Data to process

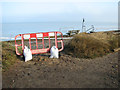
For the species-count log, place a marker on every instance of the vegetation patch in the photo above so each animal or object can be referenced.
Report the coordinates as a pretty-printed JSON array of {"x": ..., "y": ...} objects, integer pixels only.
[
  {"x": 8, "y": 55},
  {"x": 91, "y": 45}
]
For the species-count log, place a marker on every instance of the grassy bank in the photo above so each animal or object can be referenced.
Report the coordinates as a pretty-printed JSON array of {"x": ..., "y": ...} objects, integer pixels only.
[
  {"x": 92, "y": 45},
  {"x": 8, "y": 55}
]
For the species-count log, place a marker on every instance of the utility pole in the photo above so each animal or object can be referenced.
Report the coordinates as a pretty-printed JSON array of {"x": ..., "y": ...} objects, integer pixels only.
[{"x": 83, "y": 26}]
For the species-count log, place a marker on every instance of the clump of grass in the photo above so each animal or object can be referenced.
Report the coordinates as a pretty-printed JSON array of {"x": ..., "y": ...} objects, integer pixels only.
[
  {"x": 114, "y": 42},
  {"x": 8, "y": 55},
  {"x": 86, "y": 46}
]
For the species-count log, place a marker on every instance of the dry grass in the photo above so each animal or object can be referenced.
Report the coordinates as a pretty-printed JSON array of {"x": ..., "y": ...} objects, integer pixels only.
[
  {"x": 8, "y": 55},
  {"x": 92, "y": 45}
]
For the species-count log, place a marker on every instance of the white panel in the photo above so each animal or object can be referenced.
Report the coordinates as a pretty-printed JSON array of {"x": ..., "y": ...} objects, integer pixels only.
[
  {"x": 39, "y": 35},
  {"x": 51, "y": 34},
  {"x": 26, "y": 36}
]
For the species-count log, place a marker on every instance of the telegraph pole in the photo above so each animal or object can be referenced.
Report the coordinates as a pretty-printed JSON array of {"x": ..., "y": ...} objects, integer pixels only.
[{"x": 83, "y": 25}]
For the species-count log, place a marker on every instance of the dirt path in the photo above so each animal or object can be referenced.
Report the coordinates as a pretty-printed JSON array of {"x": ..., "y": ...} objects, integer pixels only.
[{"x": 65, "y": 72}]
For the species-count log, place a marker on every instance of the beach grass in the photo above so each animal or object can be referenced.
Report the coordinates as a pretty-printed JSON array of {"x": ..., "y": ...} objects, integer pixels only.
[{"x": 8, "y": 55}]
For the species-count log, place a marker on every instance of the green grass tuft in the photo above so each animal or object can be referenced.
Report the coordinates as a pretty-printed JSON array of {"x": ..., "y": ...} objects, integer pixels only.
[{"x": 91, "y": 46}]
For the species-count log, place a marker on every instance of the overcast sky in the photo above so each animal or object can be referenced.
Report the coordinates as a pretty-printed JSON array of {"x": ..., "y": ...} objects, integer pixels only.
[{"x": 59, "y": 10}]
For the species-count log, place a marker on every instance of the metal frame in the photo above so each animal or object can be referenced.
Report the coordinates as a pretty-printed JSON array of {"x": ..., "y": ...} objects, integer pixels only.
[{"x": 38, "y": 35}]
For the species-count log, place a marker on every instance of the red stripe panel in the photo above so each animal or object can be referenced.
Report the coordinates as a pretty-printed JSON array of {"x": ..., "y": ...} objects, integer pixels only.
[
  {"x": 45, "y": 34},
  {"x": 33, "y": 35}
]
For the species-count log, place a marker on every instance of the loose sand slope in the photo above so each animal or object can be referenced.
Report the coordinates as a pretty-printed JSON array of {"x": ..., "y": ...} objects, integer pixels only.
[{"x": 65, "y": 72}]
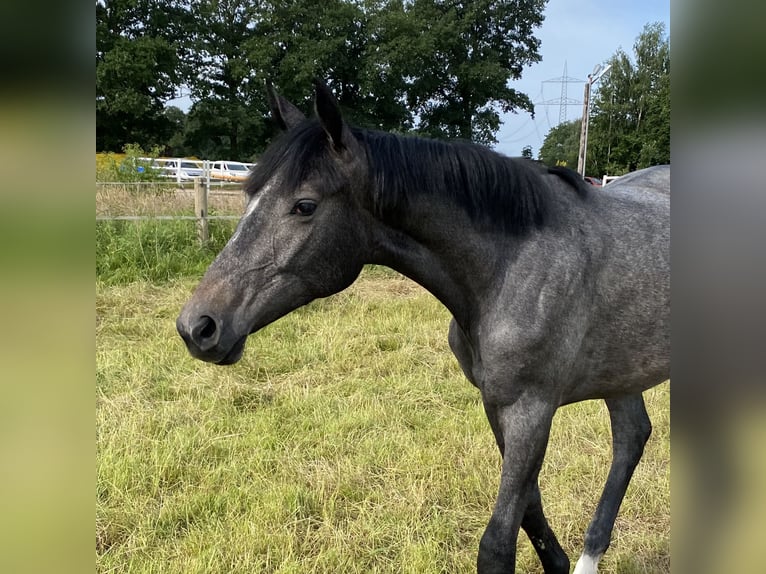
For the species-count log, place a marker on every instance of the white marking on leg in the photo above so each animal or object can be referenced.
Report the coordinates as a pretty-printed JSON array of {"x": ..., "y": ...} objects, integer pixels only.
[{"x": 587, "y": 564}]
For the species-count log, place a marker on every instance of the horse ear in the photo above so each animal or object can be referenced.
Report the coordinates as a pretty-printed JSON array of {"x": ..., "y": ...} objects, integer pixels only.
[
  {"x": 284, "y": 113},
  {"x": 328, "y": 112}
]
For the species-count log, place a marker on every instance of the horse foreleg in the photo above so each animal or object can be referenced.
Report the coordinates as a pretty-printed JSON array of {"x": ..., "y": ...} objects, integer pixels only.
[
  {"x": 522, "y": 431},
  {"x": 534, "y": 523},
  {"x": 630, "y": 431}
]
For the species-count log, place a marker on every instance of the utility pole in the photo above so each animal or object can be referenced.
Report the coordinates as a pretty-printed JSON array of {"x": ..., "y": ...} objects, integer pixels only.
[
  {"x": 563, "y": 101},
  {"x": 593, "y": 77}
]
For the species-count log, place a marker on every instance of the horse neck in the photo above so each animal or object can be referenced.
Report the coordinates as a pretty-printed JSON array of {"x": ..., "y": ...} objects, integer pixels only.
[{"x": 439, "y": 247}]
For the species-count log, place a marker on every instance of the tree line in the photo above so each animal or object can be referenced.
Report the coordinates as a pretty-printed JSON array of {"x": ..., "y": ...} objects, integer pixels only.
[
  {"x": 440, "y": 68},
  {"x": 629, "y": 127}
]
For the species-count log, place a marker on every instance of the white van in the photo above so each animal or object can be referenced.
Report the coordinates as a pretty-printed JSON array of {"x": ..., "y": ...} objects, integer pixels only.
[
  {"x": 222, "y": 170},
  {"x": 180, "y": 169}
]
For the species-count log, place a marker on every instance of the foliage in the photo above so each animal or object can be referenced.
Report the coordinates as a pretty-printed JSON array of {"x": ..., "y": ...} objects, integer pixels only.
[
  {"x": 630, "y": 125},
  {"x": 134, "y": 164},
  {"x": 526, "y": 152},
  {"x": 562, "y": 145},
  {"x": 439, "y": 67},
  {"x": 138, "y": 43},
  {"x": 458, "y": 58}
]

Aim
Copy only the stretch running from the line containing "the horse ear" to the final line of the entries, both ends included, exactly as it stands.

Answer
For the species-count log, place a marker on every instance of the horse ear in the photo above so each animal or object can be referenced.
Report the coordinates as a pretty-printed JSON array of {"x": ..., "y": ...} objects, integer pixels only.
[
  {"x": 284, "y": 113},
  {"x": 328, "y": 112}
]
For the species-count log, place a marker on every instance of the horse foreleg in the photo above so each animal or object can be referenced.
Report the coordinates as a pretty-printed JSON array of {"x": ..., "y": ...} objects, integer pixels only.
[
  {"x": 522, "y": 431},
  {"x": 534, "y": 523},
  {"x": 630, "y": 431}
]
For the species-count log, place a marker on every instance of the utility pole in the photo above so each animal or object can be referenced.
Report the coordinates as a pretty-printed JSON array of {"x": ..., "y": ...} objects, integer pixels only.
[
  {"x": 563, "y": 101},
  {"x": 593, "y": 77}
]
For the species-count log, place a marker on every instance of the horse neck in the photo above so each animal or object can be referenced.
Report the coordinates as a pretty-printed JSON array of {"x": ..., "y": ...} objects, integer pixels only.
[{"x": 439, "y": 247}]
For the species-count log, place a marker on every instance of the tree line in the photo above so each animal or object can be referenced.
Report the coordinates as a pretty-printed JSON array of {"x": ..., "y": ...} objects, integer pixels only.
[
  {"x": 440, "y": 68},
  {"x": 629, "y": 127}
]
For the species-count log, place a marker on every instance of the white van in the photo above so each animal or object can be referenced.
Report the coordinates as a pretty-printed JSON array of {"x": ..., "y": ...} objects, integer pixels only.
[
  {"x": 222, "y": 170},
  {"x": 180, "y": 169}
]
For the species-count log, place a marker on every instance of the foliage in the photo above so each animal or object can be referenced.
Report the coordinates as a pretty-printed JSON array of {"x": ..., "y": ...} objects, integer pixels only.
[
  {"x": 630, "y": 125},
  {"x": 134, "y": 164},
  {"x": 526, "y": 152},
  {"x": 562, "y": 145},
  {"x": 439, "y": 67},
  {"x": 138, "y": 43},
  {"x": 458, "y": 58}
]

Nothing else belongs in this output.